Source passage:
** start **
0

I was trying to convert one of the columns (X.2) of my data frame (frost) from factor to numeric. When I try only X.2 instead of frost$X.2 it seems to work but when I ask str(frost) the column is still a factor.

frost=read.csv2("Database_REL_Umea_aktuell.csv")
frost

as.numeric(as.character(frost$X.2))
[1] NA NA NA NA NA NA NA NA NA NA NA NA NA NA NA NA NA NA NA NA NA NA NA NA NA NA NA
 [28] NA NA NA NA NA NA NA NA NA NA NA NA NA NA NA NA NA NA NA NA NA NA NA NA NA NA NA
 [55] NA NA NA NA NA NA NA NA NA NA NA NA NA NA NA NA NA NA NA NA NA NA NA NA NA NA NA
 [82] NA NA NA NA NA NA NA NA NA NA NA NA NA NA NA NA NA NA NA NA NA NA NA NA NA NA NA
[109] NA NA NA NA NA NA NA NA NA NA NA NA NA NA NA NA NA NA NA NA NA NA NA NA NA NA NA
[136] NA NA
Warning message:
NAs introduced by coercion

str(frost)

'data.frame':   137 obs. of  6 variables:
 $ Database.frost.damage.Umea: Factor w/ 7 levels "","Hylocomium splendens (HS)",..: 1 5 3 3 3 3 3 3 3 3 ...
 $ X                         : Factor w/ 5 levels "","C","SR1","SR10",..: 1 5 4 4 4 4 4 4 4 4 ...
 $ X.1                       : Factor w/ 11 levels "","C-1","C-2",..: 1 5 9 9 9 10 10 10 11 11 ...
 $ X.2                       : Factor w/ 136 levels "","0,012573",..: 1 136 110 99 129 105 82 112 94 69 ...
 $ X.3                       : Factor w/ 5 levels "","a","b","c",..: 1 5 2 3 4 2 3 4 2 3 ...
 $ X.4                       : logi  NA NA NA NA NA NA ...

Does anyone no why it wouldn't work? Thanks for the help!

Andrew Savinykh
  • 25,351
  • 17
  • 103
  • 158
  • 1
    Welcome to StackOverflow! Please read the info about [how to ask a good question](http://stackoverflow.com/help/how-to-ask) and how to produce a [minimal reproducible example](http://stackoverflow.com/questions/5963269/how-to-make-a-great-r-reproducible-example/5963610#5963610). This will make it much easier for others to help you. – Jaap Jun 25 '14 at 16:07
  • 2
    Why not use `stringsAsFactors = FALSE` in your call to `read.csv2`? Furthermore, if the column was really numeric, R would have read it as numeric. This leads me to believe you have non numeric values in that column. There is no reason to have to do this if the data is read into R correctly. – Rich Scriven Jun 25 '14 at 16:20
  • Use `dec = ","` when you read the data. – Roman Luštrik Jun 25 '14 at 17:32
  • @RomanLuštrik , `read.csv2()` should have taken care of that. – Ben Bolker Jun 25 '14 at 17:36
  • @BenBolker good point. Something funky is going on then. – Roman Luštrik Jun 25 '14 at 18:07
  • use the answers from http://stackoverflow.com/questions/15236440/as-numeric-with-comma-decimal-separators to convert to numeric, then take a look at the original values of the elements that got converted to `NA`. – Ben Bolker Jun 25 '14 at 18:19
  • Can you please provide the output of `frost$X.2` ? – David Arenburg Jun 27 '14 at 06:00

1 Answers1

0

When you type this,

as.numeric(as.character(frost$X.2))
** end **
Lines of data:
** start **
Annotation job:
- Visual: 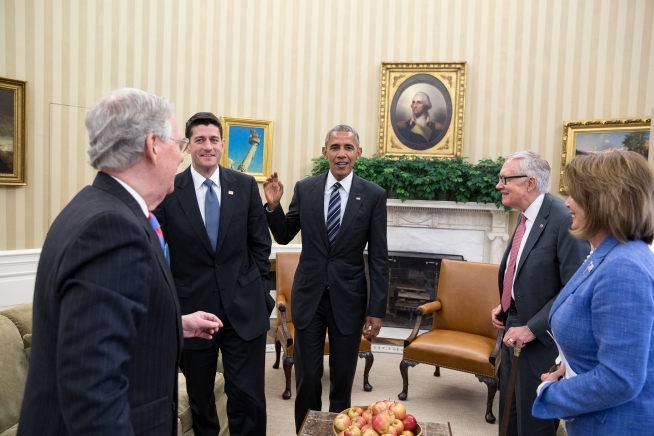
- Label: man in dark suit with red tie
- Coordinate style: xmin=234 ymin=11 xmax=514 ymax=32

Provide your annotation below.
** end **
Brief 1: In the forum thread, how many observations and variables does str(frost) report for the data frame?
Brief 2: How many lines of the records contain the word "style"? Give only the number.

Correct response 1: It reports 137 observations of 6 variables.

Correct response 2: 1